__TEXTE D'ÉTUDE__.
........

Europe du Sud : une région à risque

Des pays tels que l’Espagne, le Portugal, l’Italie, la Grèce, la Croatie ou le sud de la France sont fréquemment touchés par d’importants incendies. Dans ces régions, les températures élevées, les vents parfois violents et la sécheresse favorisent la propagation de ces feux. Dès 2007, le GIEC dans son rapport avait réalisé des projections pour 2091-2100 en se basant sur nos modes de vie actuels et estimait que tout le pourtour méditerranéen ferait face - avec l’augmentation des températures - à des feux de forêts d’une gravité extrême et très fréquents.

Ainsi en Espagne, les impacts sur la faune et la flore sont notables : combustion de biomasse, fragilisation des sols, réchauffement de l’eau et sédimentation. En termes de santé publique, la multiplication de ces feux devrait entraîner une altération des fonctions respiratoires et une augmentation du risque de cancer chez les populations méditerranéennes exposées.

Pour autant, certains experts assurent que la forêt méditerranéenne est dotée d’essences pyroclimaciques (dépendant de la présence du feu durant son cycle de reproduction) et donc adaptée aux incendies récurrents. Les feux détruiraient alors la végétation non-adaptée et permettraient d’assurer la stabilité et l’adaptabilité des écosystèmes. Le problème ici réside donc dans la multiplication et l’intensité des feux.

........

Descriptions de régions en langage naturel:
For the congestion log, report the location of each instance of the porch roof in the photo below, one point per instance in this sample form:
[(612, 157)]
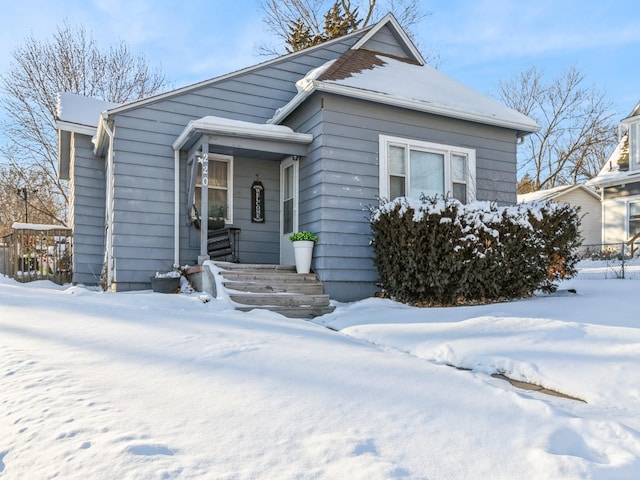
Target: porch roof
[(242, 135)]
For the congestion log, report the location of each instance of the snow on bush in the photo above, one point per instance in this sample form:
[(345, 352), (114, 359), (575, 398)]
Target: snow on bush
[(440, 251)]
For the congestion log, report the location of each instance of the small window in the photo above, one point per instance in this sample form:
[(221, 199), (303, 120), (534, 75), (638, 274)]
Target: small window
[(414, 168), (634, 146), (220, 190), (634, 219)]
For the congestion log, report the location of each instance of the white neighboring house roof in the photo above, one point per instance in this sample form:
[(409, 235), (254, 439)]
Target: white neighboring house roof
[(611, 173), (225, 126), (406, 84), (77, 113), (554, 193)]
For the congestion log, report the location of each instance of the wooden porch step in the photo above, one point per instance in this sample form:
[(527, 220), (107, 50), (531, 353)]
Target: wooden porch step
[(277, 288)]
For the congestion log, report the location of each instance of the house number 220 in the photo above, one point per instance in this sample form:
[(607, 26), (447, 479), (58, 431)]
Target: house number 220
[(205, 170)]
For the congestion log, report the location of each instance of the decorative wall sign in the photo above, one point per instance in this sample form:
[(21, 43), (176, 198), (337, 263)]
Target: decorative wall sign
[(257, 202)]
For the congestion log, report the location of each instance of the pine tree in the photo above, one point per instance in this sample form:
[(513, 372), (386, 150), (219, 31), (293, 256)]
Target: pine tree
[(339, 20)]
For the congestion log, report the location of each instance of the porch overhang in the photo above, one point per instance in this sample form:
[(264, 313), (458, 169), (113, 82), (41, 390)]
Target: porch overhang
[(235, 137)]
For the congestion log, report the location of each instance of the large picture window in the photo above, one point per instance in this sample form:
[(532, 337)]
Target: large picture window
[(220, 187), (411, 168)]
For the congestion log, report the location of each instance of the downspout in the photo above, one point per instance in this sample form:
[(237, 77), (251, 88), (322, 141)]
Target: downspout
[(109, 200), (176, 208)]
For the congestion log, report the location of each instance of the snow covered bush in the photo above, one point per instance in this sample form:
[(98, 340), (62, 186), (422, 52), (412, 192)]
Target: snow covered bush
[(439, 251)]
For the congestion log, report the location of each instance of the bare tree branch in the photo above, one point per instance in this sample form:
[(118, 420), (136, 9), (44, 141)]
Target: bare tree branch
[(577, 129), (70, 62)]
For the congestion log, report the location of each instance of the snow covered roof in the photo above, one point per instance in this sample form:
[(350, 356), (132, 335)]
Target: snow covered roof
[(553, 193), (633, 116), (40, 227), (225, 126), (385, 79), (79, 113), (616, 169)]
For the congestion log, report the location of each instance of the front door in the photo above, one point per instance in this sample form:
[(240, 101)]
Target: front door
[(288, 208)]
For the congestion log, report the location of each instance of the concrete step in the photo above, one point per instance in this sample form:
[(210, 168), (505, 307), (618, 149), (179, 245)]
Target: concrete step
[(281, 299), (307, 287), (277, 288)]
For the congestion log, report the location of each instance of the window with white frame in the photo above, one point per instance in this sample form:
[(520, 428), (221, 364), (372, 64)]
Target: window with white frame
[(220, 187), (634, 218), (634, 146), (410, 168)]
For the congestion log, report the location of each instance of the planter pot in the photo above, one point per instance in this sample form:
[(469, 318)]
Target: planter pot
[(303, 251), (165, 284)]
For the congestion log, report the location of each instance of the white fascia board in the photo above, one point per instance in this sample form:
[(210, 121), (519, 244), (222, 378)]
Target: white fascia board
[(204, 127), (75, 128), (525, 128)]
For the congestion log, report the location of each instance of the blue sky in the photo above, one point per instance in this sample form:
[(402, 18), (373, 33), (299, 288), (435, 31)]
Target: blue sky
[(479, 42)]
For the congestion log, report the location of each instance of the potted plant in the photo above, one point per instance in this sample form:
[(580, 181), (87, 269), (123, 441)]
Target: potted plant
[(303, 249)]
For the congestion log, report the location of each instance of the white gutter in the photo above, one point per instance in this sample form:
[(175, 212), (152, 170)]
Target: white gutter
[(221, 126), (76, 128), (176, 208), (108, 198)]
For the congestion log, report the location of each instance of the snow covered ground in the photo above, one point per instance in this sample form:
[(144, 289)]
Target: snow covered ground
[(145, 385)]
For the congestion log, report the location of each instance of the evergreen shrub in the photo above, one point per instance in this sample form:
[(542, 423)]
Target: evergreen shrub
[(441, 252)]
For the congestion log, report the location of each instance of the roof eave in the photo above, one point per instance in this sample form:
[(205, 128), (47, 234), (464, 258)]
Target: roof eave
[(196, 127), (614, 179), (75, 128)]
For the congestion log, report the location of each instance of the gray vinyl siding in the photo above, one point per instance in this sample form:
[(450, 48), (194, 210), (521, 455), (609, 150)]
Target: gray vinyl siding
[(143, 222), (87, 210), (339, 179)]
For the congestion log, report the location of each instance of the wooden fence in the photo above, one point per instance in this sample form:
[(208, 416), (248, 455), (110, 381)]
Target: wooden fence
[(37, 252)]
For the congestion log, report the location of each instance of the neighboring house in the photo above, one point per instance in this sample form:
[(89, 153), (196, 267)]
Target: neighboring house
[(577, 196), (619, 184), (326, 131)]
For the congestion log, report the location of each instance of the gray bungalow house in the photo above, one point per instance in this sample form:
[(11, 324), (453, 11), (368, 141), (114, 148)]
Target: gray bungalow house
[(321, 133)]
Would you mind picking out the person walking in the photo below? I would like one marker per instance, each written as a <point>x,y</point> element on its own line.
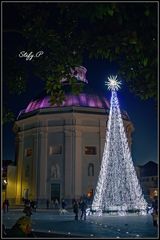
<point>22,228</point>
<point>47,203</point>
<point>76,209</point>
<point>63,204</point>
<point>56,203</point>
<point>7,204</point>
<point>83,207</point>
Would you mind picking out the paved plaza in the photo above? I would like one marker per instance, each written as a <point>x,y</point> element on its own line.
<point>50,221</point>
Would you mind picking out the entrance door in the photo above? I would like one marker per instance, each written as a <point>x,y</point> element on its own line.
<point>55,191</point>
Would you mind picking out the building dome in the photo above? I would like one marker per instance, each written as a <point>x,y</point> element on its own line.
<point>86,98</point>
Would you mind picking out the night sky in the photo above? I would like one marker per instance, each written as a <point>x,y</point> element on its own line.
<point>143,114</point>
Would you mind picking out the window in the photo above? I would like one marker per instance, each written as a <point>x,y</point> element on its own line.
<point>90,169</point>
<point>55,149</point>
<point>90,150</point>
<point>28,152</point>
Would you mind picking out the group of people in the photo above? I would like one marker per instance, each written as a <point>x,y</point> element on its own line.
<point>82,206</point>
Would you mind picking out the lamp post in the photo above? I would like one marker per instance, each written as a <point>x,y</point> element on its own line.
<point>5,187</point>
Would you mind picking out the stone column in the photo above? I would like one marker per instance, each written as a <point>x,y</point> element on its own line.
<point>78,164</point>
<point>35,165</point>
<point>42,167</point>
<point>68,164</point>
<point>19,169</point>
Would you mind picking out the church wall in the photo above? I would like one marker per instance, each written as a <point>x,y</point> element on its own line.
<point>58,156</point>
<point>27,171</point>
<point>89,182</point>
<point>55,161</point>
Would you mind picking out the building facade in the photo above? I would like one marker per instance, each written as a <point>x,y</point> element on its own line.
<point>59,148</point>
<point>148,177</point>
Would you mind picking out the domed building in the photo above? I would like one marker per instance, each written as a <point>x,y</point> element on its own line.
<point>59,148</point>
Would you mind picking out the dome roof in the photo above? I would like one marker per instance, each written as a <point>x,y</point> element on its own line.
<point>82,100</point>
<point>87,98</point>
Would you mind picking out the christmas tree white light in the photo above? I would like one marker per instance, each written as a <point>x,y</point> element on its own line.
<point>118,188</point>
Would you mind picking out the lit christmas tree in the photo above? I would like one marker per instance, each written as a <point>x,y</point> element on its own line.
<point>118,188</point>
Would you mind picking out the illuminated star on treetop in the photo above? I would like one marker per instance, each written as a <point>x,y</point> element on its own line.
<point>113,83</point>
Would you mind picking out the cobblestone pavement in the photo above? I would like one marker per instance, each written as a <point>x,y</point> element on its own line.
<point>50,223</point>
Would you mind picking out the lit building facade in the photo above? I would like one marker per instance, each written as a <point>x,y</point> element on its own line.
<point>59,149</point>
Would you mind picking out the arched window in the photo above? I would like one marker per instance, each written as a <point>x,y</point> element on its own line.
<point>90,169</point>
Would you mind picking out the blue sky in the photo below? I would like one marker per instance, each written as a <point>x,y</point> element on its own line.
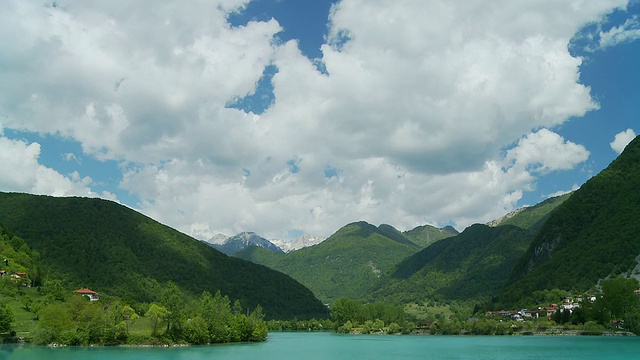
<point>289,117</point>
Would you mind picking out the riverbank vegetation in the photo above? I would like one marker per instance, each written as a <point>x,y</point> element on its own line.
<point>48,312</point>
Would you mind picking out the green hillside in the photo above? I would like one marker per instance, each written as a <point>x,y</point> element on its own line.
<point>474,264</point>
<point>347,264</point>
<point>592,235</point>
<point>426,235</point>
<point>117,251</point>
<point>531,217</point>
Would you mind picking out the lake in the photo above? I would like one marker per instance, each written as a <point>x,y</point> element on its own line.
<point>316,346</point>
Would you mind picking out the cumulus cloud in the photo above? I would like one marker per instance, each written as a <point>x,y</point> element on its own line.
<point>546,151</point>
<point>627,32</point>
<point>22,172</point>
<point>417,103</point>
<point>622,139</point>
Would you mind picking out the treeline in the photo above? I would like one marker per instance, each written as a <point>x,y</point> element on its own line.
<point>353,316</point>
<point>175,319</point>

........

__ÉTAPES DE L'EXERCICE__.
• a. Recopiez le passage du texte sur les incendies en Europe du Sud qui commence aux mots « Pour autant, certains » et s'arrête après les mots « l’intensité des feux. ».
• b. D'après le texte sur les incendies en Europe du Sud, sur quelle période portaient les projections du GIEC dans son rapport de 2007 ?
• c. Prolongez le texte sur les incendies en Europe du Sud à partir de sa dernière phrase.
Les entrées proviennent d'une autre source que le texte.

__RÉPONSES ATTENDUES__.
• a.
Pour autant, certains experts assurent que la forêt méditerranéenne est dotée d’essences pyroclimaciques (dépendant de la présence du feu durant son cycle de reproduction) et donc adaptée aux incendies récurrents. Les feux détruiraient alors la végétation non-adaptée et permettraient d’assurer la stabilité et l’adaptabilité des écosystèmes. Le problème ici réside donc dans la multiplication et l’intensité des feux.

• b. Elles portaient sur la période 2091-2100.

• c.
Lutter contre l'essor des feux de forêts dans le monde

Les enjeux liés à ces incendies sont aujourd’hui pris très au sérieux par les États qui développent de nombreuses politiques publiques pour tenter d’y faire face. En matière de sécurité et de santé - mécanisme de protection civile de l’UE ; Service de protection contre les incendies au Canada - mais aussi à l’échelle internationale. La lutte contre la déforestation (importée ou non) est une préoccupation qui doit mobiliser : à titre d’exemple, l’Union européenne a récemment été reconnue comme le deuxième importateur mondial de déforestation tropicale par le WWF et tente alors de réduire son impact, notamment au travers de mesures commerciales et productives plus contraignantes. Les entreprises agroalimentaires et celles qui les financent ont elles aussi un rôle à jouer en déployant de façon effective des stratégies visant à supprimer de leur chaîne de valeur les produits participant à la déforestation illégale.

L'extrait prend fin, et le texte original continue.